[begin DATASET CONTENT]

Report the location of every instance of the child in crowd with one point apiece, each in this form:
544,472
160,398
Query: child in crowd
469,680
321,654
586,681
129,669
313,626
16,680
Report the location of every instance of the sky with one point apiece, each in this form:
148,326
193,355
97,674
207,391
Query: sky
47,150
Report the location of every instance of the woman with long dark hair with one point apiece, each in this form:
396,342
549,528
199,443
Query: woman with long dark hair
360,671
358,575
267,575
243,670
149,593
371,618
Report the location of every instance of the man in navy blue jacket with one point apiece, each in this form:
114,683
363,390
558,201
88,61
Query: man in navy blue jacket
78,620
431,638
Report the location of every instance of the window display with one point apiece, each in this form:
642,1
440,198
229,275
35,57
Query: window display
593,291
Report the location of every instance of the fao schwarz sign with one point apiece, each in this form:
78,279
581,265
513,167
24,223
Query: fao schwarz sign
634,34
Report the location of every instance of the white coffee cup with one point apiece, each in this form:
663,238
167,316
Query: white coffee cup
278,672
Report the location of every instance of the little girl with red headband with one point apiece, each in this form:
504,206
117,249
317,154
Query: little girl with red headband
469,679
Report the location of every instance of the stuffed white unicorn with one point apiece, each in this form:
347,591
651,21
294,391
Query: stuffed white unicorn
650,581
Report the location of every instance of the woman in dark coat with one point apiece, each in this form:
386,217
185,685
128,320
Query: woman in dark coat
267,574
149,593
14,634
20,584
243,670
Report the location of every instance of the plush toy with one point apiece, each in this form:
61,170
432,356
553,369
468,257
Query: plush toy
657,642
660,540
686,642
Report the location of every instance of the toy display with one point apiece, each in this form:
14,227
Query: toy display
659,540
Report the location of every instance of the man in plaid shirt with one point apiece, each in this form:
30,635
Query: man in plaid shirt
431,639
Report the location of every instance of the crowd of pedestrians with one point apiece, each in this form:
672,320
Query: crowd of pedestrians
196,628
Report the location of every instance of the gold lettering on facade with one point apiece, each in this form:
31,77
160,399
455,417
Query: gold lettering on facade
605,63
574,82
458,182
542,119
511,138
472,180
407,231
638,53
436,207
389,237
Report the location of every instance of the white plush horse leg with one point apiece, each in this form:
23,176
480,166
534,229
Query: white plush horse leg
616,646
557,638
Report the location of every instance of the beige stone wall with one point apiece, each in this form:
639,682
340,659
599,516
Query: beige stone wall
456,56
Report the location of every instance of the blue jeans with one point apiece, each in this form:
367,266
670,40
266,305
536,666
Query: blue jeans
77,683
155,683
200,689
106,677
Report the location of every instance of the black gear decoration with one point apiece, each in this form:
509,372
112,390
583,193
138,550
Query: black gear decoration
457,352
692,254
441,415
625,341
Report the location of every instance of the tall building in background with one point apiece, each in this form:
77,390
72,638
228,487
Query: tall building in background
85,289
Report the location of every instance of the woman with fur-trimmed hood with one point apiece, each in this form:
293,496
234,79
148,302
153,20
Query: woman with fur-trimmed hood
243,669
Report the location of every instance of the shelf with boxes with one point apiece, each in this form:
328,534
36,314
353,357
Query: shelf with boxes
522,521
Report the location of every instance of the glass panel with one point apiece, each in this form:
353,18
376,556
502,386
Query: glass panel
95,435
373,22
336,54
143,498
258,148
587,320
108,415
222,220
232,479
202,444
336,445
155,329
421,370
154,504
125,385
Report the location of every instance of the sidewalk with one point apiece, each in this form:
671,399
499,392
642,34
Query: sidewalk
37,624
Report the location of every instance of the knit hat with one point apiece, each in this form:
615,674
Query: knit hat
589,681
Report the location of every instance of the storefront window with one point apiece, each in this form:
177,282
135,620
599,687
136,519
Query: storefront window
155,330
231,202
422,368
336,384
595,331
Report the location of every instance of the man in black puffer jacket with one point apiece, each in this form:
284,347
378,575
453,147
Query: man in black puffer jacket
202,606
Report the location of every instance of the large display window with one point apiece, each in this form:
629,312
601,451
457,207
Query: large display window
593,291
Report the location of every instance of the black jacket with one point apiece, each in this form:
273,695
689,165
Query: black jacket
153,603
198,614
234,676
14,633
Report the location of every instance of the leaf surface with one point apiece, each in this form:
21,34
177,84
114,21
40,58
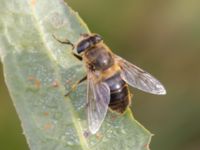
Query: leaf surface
39,71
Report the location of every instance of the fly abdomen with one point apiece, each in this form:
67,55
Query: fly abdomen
119,93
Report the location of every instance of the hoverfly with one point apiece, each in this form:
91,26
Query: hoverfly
108,77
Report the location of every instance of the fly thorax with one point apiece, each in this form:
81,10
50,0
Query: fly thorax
101,59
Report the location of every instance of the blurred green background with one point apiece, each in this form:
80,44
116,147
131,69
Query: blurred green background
163,37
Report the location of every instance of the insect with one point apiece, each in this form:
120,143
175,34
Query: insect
108,77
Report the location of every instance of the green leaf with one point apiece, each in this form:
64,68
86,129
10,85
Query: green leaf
39,71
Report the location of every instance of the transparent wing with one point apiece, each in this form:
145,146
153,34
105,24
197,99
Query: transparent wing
140,79
98,100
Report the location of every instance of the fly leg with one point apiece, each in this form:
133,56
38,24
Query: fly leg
66,41
78,56
74,86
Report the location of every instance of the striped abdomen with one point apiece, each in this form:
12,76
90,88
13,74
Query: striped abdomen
120,97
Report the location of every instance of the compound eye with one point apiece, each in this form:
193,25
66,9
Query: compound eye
83,46
96,39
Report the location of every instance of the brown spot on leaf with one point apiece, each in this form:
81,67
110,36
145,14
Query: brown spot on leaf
36,81
48,126
99,136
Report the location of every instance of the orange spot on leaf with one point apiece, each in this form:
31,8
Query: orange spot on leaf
55,83
46,113
33,2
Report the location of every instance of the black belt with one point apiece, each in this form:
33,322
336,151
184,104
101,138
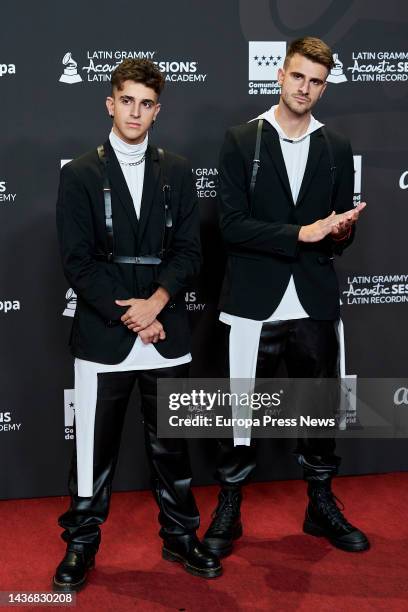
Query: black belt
143,260
146,260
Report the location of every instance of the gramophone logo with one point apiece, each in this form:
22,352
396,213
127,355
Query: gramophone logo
70,74
357,179
337,74
70,308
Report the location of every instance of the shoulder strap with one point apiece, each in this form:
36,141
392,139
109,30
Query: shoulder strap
255,163
332,166
107,201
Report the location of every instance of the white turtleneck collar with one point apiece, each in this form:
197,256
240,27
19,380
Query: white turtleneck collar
125,151
269,116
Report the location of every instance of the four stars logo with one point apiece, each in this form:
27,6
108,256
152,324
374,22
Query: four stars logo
267,60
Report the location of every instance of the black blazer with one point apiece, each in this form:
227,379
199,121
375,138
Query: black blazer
263,248
97,332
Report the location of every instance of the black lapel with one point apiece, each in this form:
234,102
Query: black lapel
315,151
150,183
272,143
119,186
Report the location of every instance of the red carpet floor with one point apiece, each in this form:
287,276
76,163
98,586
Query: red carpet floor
275,566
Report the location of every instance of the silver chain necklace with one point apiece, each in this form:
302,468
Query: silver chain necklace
134,163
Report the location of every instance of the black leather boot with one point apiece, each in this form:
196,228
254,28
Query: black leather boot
325,518
226,524
72,573
188,550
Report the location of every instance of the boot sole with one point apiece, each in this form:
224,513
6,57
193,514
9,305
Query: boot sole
319,532
224,551
168,555
63,587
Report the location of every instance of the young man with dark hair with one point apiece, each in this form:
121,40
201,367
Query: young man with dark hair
128,229
283,217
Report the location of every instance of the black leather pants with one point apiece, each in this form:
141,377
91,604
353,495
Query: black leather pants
168,459
309,349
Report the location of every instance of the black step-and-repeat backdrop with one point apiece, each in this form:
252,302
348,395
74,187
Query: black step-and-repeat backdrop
220,60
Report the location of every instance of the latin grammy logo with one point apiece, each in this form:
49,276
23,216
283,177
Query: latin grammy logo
337,74
70,308
70,74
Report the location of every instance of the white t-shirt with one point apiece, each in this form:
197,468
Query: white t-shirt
295,152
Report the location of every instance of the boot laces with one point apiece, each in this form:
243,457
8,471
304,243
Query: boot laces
225,513
326,502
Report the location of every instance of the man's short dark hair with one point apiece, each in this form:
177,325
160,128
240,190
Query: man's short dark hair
313,49
140,71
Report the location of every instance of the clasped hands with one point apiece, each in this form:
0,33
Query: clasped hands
141,314
337,225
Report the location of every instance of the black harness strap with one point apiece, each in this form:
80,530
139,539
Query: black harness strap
148,260
255,163
108,203
333,167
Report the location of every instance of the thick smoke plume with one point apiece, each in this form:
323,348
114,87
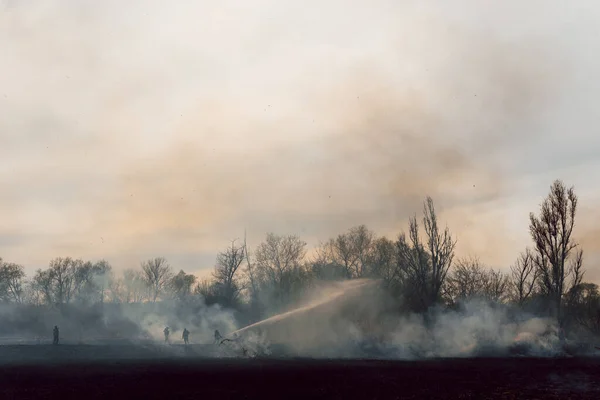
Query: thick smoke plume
355,319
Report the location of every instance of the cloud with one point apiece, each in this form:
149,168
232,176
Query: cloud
143,129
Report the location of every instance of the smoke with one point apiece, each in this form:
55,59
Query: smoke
114,323
269,116
355,319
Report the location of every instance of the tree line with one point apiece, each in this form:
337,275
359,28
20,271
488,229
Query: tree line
418,268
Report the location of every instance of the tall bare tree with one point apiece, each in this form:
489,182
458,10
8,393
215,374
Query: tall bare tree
558,260
351,250
132,287
524,276
424,265
226,271
469,278
157,275
279,264
62,273
11,282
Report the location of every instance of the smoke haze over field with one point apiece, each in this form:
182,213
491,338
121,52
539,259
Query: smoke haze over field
136,129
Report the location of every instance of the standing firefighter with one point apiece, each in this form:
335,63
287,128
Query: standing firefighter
55,335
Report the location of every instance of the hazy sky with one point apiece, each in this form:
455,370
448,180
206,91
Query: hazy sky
134,129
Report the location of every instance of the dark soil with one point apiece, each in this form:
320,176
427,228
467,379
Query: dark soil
128,373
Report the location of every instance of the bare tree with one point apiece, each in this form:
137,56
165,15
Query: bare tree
11,282
424,266
441,248
62,272
279,264
469,278
496,286
524,276
133,287
466,280
225,273
352,250
42,286
557,259
90,280
383,261
157,274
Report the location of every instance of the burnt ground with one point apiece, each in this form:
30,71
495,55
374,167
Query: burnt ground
101,372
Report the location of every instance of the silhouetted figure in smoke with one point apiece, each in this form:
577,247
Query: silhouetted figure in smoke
55,335
218,336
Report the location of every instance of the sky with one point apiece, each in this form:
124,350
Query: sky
131,130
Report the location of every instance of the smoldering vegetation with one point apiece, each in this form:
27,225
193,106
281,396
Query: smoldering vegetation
356,295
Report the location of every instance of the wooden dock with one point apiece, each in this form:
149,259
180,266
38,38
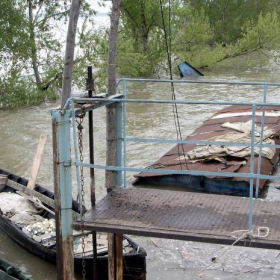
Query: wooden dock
185,216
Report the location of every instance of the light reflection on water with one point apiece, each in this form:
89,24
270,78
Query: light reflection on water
20,131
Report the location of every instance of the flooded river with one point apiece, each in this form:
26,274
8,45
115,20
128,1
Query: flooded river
167,259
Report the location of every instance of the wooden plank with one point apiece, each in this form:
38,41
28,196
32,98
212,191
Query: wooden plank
119,256
19,187
37,161
46,200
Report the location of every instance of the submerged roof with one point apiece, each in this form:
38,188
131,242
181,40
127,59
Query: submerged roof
186,156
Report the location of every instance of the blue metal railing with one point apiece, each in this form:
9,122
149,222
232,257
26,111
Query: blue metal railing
123,138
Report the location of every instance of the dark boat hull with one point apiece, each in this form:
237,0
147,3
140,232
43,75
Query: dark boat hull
134,263
10,272
178,157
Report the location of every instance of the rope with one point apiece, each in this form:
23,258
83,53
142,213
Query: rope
168,51
246,234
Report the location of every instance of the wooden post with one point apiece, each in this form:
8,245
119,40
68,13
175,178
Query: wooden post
69,52
115,255
115,250
63,196
37,161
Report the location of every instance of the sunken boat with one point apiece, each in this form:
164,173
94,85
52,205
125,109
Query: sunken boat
27,217
220,153
9,271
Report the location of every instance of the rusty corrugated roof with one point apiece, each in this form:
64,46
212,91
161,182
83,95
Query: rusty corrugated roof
211,128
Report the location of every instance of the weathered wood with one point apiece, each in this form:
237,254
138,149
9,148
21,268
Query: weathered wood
37,161
115,256
69,52
19,187
119,256
111,158
37,202
111,256
46,200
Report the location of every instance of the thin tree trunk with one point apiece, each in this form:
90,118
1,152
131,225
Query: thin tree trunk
34,57
69,52
111,109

[end DATASET CONTENT]

DO THIS ->
Word for word, please, restate the lines of the listing from the one holding "Report the location of every instance of the wooden dock" down to the last line, leaving out any pictures.

OUTPUT FOR THIS TASK ->
Report the location of every instance of the wooden dock with one point apiece, each in this form:
149,259
180,266
38,38
Query: wooden dock
185,216
Report the location of every instance of the light reflection on water with one point apiece, each in this form:
89,24
270,78
Query: light reflection on water
20,131
Report the location of every instance of the flooded river with one point apiece, each in this form:
26,274
8,45
115,20
128,1
Query: flooded river
167,259
Report the location of every instance of the wooden plank with one point apiece, each in this form:
38,41
28,196
32,98
212,191
Query: wooden plank
119,256
19,187
37,161
46,200
Report the location of every instance of the submerged roof with one point apiece, each in this form:
38,188
131,242
181,40
127,59
Query: submerged roof
186,156
Report the location of every instance of the blue metal railing with one point apiece, each in this form:
9,122
149,222
232,257
26,111
Query: blue metal railing
123,138
Report the location of every instance of the dark boat hull with one point apiece, each in this form:
237,0
147,3
140,232
43,75
Query: dark boat hull
134,263
10,272
178,157
Report the location of every instance of the rope with one point apiece, each in this form:
23,258
83,53
142,213
Query: rope
168,51
246,234
Report the location of every instance of the wooden post with one point apiece, each in this form:
8,245
119,40
68,13
175,178
Query: wooden post
69,52
115,255
115,250
63,196
37,161
Report the location of every instance of the sunken boat with one point apiece, each in this form:
164,173
94,85
52,205
125,109
Query: sunken boat
27,217
220,153
9,271
Report the location of every instance of the rusty corrugated roof with one point apiece, each in this form:
64,46
212,91
161,182
83,95
Query: rusty corrugated roof
211,128
Report the location of every instance of the weathered wood with one point apiece, each in this form:
237,254
138,149
9,148
21,268
Query: weathered wood
37,161
115,256
69,52
19,187
119,256
111,158
37,202
111,256
46,200
Report the location of every instance of the thin tree trunk with one point apiece, each in this form:
90,118
1,152
131,225
Query: thin tree trunk
34,57
69,52
111,109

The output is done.